======== Exercise inputs

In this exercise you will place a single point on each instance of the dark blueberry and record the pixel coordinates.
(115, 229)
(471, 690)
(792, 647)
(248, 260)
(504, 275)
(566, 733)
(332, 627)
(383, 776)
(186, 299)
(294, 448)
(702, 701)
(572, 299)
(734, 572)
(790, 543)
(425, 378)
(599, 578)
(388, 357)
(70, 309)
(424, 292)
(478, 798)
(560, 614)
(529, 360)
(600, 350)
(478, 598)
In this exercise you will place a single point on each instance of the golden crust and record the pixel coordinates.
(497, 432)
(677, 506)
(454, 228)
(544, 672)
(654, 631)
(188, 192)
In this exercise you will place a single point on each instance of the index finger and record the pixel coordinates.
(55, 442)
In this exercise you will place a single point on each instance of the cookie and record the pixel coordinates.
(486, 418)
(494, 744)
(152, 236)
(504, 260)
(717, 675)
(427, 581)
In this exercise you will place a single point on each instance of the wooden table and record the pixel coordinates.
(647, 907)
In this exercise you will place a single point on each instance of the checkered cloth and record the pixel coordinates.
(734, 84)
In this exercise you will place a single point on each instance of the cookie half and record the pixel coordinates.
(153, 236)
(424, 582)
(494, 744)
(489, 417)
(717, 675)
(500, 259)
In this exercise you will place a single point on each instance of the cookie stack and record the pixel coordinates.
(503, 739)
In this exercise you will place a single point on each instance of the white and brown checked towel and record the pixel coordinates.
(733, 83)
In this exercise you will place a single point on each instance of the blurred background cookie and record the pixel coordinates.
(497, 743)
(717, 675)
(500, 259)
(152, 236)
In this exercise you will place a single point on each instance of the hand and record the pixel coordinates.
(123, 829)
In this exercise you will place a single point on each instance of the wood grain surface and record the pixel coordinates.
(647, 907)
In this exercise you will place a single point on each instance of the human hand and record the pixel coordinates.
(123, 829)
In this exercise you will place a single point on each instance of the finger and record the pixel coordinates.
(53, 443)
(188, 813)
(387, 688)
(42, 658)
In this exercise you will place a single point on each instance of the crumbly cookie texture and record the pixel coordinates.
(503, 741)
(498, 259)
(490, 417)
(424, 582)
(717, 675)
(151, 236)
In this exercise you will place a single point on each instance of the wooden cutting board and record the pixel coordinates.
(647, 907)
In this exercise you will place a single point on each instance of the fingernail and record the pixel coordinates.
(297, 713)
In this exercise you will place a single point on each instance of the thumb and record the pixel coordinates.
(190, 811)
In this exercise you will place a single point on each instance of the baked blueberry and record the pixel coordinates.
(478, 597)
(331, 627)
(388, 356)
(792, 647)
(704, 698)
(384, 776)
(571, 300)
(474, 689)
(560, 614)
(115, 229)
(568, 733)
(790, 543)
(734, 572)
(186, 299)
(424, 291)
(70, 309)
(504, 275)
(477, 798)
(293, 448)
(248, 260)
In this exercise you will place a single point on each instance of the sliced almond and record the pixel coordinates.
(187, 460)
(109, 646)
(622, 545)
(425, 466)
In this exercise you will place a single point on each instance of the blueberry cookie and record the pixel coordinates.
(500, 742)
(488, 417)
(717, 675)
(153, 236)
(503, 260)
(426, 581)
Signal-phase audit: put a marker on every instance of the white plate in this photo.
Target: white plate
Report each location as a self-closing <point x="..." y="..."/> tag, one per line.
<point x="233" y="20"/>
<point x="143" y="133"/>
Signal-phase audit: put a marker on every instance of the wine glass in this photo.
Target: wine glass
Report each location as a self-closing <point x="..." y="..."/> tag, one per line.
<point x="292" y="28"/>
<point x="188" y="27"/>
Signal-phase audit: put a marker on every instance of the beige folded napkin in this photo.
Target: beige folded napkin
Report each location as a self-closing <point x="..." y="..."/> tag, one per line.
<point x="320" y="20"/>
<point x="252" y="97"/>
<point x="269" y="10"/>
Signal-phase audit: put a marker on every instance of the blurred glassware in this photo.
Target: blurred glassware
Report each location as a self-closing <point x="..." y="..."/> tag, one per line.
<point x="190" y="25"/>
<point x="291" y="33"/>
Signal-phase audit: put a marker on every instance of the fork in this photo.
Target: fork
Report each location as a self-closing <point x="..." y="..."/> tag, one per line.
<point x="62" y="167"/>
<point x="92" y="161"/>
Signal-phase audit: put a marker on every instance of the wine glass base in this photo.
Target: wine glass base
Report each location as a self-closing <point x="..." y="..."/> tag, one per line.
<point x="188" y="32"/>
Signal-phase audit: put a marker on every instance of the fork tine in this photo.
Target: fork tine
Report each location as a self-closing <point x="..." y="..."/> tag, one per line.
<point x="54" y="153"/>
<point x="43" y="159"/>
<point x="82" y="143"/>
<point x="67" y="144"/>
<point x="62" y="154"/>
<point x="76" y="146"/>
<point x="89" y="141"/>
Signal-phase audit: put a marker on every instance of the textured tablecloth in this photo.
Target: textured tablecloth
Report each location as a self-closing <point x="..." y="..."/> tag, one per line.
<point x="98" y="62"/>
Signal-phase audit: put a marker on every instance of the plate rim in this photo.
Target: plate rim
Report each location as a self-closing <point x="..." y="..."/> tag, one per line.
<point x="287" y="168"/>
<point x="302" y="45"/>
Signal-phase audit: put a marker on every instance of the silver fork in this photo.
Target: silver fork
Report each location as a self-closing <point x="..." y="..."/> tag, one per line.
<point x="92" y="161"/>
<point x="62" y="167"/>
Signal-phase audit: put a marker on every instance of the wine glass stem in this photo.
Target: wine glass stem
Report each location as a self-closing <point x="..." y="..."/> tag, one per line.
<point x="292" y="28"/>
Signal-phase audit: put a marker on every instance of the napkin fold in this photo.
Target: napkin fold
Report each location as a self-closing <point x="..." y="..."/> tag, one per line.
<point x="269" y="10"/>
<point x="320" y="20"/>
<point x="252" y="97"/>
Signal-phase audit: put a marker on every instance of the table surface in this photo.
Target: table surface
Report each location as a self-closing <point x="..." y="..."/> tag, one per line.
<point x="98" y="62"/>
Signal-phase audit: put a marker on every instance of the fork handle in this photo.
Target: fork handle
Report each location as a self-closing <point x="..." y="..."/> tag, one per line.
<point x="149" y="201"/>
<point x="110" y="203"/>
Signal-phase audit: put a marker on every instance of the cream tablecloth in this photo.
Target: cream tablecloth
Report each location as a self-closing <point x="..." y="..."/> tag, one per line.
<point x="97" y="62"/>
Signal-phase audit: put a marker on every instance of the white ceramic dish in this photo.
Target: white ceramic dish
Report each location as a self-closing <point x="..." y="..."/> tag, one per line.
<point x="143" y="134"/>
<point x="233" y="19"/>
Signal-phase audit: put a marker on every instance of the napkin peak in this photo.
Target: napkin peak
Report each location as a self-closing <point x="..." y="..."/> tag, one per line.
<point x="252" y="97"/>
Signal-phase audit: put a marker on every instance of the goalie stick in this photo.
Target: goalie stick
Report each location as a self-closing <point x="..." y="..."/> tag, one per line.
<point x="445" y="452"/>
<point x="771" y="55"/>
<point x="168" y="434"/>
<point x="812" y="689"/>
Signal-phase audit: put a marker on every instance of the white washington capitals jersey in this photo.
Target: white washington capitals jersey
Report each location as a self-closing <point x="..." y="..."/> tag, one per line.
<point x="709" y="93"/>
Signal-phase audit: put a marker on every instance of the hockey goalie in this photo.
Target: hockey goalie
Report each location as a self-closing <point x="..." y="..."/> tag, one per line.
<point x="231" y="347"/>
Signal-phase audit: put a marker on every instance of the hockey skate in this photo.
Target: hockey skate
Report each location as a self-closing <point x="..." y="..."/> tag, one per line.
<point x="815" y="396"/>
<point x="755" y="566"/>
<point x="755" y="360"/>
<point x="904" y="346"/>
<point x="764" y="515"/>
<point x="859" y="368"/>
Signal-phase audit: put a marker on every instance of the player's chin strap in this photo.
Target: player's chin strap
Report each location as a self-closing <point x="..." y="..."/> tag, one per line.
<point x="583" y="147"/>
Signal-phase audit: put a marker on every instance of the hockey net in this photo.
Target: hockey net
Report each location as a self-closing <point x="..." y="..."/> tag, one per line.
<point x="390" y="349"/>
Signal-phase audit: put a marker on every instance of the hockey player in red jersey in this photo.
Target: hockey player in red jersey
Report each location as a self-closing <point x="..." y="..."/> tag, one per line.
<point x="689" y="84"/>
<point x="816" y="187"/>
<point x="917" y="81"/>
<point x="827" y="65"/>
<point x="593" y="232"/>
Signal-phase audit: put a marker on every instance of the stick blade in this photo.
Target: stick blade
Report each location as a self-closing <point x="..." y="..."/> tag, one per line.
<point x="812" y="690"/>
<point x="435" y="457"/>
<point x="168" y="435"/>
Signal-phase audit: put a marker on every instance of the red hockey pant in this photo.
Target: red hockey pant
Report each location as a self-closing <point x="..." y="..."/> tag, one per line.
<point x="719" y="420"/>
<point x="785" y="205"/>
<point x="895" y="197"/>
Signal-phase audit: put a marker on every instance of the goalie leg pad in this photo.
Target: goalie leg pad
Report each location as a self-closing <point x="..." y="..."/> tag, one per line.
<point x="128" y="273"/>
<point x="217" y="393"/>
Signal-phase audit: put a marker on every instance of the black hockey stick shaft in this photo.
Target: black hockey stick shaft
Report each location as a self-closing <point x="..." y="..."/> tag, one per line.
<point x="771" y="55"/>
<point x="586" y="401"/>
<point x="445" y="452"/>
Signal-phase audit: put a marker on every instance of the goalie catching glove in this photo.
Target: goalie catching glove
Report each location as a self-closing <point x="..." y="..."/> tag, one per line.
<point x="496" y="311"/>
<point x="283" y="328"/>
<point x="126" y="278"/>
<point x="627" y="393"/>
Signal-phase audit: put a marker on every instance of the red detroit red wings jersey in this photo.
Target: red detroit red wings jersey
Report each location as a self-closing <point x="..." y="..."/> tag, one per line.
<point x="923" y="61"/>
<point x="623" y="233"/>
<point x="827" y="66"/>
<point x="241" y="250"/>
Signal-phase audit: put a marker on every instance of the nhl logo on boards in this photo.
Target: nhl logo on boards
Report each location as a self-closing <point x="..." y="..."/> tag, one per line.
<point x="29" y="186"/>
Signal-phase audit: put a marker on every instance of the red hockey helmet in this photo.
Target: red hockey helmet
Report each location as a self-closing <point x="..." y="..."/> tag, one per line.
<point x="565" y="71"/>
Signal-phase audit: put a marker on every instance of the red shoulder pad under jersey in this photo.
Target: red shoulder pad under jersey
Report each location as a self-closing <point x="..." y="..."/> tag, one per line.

================

### Task goal
Looking at the data above, return every line from the one with "Target: napkin peak" down to the one with "pant in this photo.", exactly and inclusively.

### Your solution
Target: napkin peak
Report each location as a self-closing <point x="..." y="..."/> tag, one per line.
<point x="252" y="97"/>
Signal-phase audit: put a marker on every instance of the goalie stick in this photo.
Target: goalie stick
Report each location as a self-closing <point x="..." y="..."/> tag, one per line.
<point x="445" y="452"/>
<point x="771" y="55"/>
<point x="168" y="434"/>
<point x="812" y="689"/>
Signal-phase audit: put a marker on every instance of the white washington capitals jersey in this photo.
Target: white washington capitals jersey
Report each location as a self-closing <point x="..." y="..."/> tag, one per line.
<point x="709" y="93"/>
Signal-phase audit: put a marker on every instance of the hockey goalie in this photo.
Target: hockey goalie
Report each location as a self-closing <point x="..." y="..."/> tag, one per line.
<point x="231" y="347"/>
Signal-phase audit: put a marker on every instance of the hockey skate in this photo.
Target: hockey skate
Report each location as a self-closing <point x="..." y="..."/> tag, one per line.
<point x="815" y="396"/>
<point x="755" y="566"/>
<point x="755" y="360"/>
<point x="904" y="346"/>
<point x="764" y="515"/>
<point x="859" y="368"/>
Signal-phase audit: put a marker on every instance of the player's chin strap in this photo.
Target: player's chin strap
Report each location as a self-closing <point x="..." y="..."/> tag, one per line.
<point x="583" y="147"/>
Signal-phase audit: put a marker on every instance of the hockey net in this photo.
Target: hockey net
Report each location as a self-closing <point x="..." y="..."/> tag, one per line.
<point x="390" y="349"/>
Signal-phase audit: put a marker on every instance of the hockey player in red jersey in this photo.
Target: hockey player in red jersey
Report each location as a self-closing <point x="..." y="..."/> tag, one per line.
<point x="689" y="84"/>
<point x="816" y="187"/>
<point x="917" y="81"/>
<point x="827" y="65"/>
<point x="593" y="232"/>
Signal-phase audit: put a marker on every instance of the stick blade in this photo.
Target: stick blade
Report each location as a self-closing <point x="..." y="..."/> tag, one per line.
<point x="812" y="690"/>
<point x="435" y="457"/>
<point x="168" y="435"/>
Signal-phase audit: put a marker on every instance of the red hockey pant in this photo.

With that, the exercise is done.